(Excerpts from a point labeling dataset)

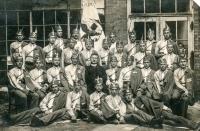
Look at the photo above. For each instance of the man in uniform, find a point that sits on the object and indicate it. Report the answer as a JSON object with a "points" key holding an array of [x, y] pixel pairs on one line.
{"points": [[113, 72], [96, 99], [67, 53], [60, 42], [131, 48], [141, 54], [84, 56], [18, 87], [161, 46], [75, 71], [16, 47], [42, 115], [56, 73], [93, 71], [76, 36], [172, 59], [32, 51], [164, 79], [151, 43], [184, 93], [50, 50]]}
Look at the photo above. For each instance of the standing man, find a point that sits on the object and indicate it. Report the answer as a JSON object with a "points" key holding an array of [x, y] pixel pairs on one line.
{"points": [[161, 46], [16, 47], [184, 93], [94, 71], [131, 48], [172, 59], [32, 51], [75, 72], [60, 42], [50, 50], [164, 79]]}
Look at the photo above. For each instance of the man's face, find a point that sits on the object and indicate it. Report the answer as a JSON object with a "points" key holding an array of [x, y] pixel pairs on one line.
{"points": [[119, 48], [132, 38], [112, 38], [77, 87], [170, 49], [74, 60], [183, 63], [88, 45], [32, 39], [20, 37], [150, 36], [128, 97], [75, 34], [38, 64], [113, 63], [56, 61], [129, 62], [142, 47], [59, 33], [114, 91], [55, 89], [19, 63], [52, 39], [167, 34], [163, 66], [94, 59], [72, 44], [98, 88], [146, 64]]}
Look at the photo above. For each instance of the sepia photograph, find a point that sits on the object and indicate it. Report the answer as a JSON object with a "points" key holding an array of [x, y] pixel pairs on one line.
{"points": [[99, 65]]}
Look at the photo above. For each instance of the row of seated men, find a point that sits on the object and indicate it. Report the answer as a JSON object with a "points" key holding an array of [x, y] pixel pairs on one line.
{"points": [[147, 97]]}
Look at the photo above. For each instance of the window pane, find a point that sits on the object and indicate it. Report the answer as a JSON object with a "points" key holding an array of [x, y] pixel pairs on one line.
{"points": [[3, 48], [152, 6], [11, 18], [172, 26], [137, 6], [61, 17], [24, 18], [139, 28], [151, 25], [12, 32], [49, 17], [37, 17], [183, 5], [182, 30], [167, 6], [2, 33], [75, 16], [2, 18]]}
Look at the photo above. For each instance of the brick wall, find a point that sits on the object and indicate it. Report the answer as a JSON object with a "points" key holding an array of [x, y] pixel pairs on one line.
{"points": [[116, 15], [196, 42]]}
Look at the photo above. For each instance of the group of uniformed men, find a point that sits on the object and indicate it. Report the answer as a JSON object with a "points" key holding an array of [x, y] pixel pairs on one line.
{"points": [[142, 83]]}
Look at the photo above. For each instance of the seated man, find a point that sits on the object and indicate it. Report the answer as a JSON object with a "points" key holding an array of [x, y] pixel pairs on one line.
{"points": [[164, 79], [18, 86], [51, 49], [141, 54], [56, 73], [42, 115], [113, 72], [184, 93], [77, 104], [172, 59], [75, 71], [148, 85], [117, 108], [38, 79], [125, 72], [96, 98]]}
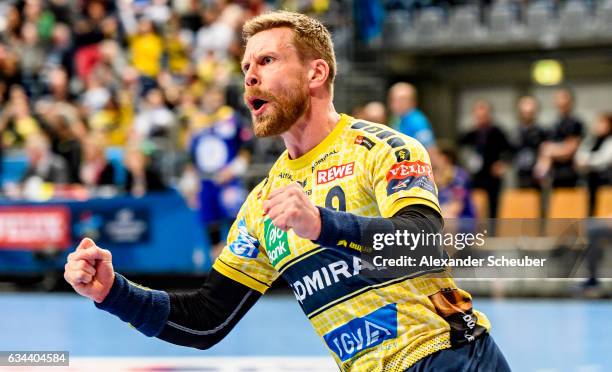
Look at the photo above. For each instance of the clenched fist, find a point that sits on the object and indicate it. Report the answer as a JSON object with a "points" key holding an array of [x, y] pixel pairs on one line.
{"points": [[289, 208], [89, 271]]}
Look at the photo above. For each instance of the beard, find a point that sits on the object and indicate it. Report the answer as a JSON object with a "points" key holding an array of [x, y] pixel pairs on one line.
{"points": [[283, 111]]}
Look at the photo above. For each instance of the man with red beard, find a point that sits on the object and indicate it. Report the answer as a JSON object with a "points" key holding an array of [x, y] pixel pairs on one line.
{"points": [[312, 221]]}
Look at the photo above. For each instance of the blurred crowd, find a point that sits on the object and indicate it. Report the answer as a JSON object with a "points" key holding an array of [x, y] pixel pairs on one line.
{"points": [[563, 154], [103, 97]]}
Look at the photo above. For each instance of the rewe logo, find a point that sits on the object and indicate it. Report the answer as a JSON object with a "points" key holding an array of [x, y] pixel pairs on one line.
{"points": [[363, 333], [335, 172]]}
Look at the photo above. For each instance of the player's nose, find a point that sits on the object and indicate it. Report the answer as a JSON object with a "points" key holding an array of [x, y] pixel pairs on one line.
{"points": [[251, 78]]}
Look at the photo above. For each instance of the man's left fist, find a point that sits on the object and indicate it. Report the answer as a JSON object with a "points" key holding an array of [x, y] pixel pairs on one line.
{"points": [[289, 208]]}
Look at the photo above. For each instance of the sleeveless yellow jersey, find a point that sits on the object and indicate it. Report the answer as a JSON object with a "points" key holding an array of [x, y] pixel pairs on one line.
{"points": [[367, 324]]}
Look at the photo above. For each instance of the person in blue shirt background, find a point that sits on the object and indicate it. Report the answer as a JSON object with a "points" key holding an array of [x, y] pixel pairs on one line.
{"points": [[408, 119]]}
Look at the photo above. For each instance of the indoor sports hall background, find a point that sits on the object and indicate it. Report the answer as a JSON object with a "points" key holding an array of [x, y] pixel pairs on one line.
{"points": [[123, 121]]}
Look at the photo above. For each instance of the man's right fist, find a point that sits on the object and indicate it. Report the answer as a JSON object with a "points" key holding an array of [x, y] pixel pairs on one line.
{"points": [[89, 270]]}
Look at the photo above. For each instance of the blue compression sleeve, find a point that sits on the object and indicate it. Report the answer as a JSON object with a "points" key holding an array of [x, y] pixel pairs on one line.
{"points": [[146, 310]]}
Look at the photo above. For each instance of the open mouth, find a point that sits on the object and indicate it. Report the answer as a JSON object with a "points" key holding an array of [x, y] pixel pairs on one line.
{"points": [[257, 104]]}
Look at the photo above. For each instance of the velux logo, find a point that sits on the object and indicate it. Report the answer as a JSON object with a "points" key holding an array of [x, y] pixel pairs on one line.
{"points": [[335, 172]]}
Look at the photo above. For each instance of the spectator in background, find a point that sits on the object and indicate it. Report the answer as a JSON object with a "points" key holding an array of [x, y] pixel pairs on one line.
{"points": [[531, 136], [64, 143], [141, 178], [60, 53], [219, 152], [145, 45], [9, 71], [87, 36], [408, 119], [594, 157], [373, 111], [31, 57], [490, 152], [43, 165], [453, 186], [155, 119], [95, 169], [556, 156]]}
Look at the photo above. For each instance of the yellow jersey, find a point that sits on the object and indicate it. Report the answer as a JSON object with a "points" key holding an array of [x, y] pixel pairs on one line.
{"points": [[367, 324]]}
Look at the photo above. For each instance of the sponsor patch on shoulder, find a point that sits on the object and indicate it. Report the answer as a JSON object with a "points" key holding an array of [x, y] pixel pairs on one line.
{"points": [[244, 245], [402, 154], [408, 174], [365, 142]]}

...

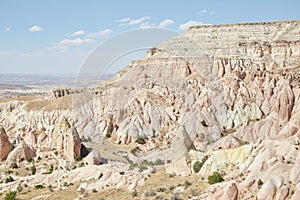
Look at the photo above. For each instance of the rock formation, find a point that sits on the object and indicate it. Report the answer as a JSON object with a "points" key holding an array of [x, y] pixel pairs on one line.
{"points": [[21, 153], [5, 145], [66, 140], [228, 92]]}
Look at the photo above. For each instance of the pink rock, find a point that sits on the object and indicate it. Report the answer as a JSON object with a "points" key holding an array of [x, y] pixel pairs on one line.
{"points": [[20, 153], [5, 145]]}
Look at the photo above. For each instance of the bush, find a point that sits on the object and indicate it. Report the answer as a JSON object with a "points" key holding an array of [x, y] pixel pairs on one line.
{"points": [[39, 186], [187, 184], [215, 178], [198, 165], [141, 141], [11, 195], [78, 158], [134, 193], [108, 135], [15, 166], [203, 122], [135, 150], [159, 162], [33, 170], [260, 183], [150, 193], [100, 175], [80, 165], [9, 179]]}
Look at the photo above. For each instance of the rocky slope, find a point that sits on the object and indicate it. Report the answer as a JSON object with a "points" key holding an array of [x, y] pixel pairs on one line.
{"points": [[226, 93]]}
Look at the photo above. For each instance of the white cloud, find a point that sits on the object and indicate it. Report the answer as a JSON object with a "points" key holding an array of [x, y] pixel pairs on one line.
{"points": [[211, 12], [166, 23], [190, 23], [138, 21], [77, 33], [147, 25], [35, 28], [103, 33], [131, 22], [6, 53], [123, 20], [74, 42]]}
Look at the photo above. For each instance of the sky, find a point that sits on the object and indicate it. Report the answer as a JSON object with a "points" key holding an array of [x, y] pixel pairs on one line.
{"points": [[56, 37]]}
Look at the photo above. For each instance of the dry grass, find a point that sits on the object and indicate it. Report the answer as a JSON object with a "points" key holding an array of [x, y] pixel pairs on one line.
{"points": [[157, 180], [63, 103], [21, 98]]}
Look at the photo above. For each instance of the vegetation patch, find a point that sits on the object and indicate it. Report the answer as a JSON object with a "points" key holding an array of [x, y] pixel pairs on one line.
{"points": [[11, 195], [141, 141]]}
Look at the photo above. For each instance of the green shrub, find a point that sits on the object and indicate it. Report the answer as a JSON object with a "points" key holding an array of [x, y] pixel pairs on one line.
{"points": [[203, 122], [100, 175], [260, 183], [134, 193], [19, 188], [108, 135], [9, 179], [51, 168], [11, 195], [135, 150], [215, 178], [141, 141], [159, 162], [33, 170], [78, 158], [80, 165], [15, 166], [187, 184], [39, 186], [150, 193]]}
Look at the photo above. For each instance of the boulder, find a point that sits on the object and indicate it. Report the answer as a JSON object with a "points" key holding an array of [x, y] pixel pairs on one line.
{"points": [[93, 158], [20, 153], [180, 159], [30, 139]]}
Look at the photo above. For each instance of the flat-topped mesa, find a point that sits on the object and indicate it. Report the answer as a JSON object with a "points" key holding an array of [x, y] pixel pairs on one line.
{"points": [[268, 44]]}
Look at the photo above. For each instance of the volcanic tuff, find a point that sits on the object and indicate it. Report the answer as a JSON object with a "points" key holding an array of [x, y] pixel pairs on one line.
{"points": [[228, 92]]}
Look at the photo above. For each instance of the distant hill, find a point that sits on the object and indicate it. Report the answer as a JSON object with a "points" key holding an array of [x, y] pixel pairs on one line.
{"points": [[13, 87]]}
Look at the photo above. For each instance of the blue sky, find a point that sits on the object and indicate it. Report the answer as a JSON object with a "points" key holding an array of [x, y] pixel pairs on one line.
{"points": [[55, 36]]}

--

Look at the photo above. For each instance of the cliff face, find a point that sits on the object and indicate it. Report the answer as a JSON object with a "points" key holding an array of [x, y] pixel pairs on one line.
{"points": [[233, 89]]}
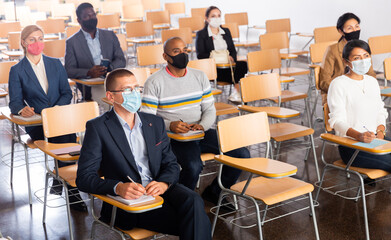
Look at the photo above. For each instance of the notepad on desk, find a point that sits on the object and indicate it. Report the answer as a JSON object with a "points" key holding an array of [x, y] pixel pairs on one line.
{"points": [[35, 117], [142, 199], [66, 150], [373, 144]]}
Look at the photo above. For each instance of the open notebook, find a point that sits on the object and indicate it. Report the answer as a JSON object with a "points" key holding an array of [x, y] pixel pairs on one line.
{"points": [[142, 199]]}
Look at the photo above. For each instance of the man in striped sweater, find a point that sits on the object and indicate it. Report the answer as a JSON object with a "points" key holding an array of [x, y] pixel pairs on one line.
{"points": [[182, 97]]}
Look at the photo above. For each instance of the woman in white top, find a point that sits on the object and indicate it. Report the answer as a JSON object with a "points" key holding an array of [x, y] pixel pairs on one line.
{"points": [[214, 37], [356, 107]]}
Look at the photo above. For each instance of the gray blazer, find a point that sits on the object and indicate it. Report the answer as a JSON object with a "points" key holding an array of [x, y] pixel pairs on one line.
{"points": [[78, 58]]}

• **GOAL**
Pick out each line above that contains the word "logo" and copy those lines in full.

• **CORRECT ANSWER**
Look at the photo above. For each instance of the rewe logo, find a point that sits on the object and indicate it. Report the answer as a JSON object with a "points" key holding an array of [x, y] pixel pairs on one line.
Look at the photo above. For each instance of the velux logo, find a point that sits on the object and indicate it. Report the answer as a JSON object with a "points" key holding an array of [x, y] pixel pairs on one line.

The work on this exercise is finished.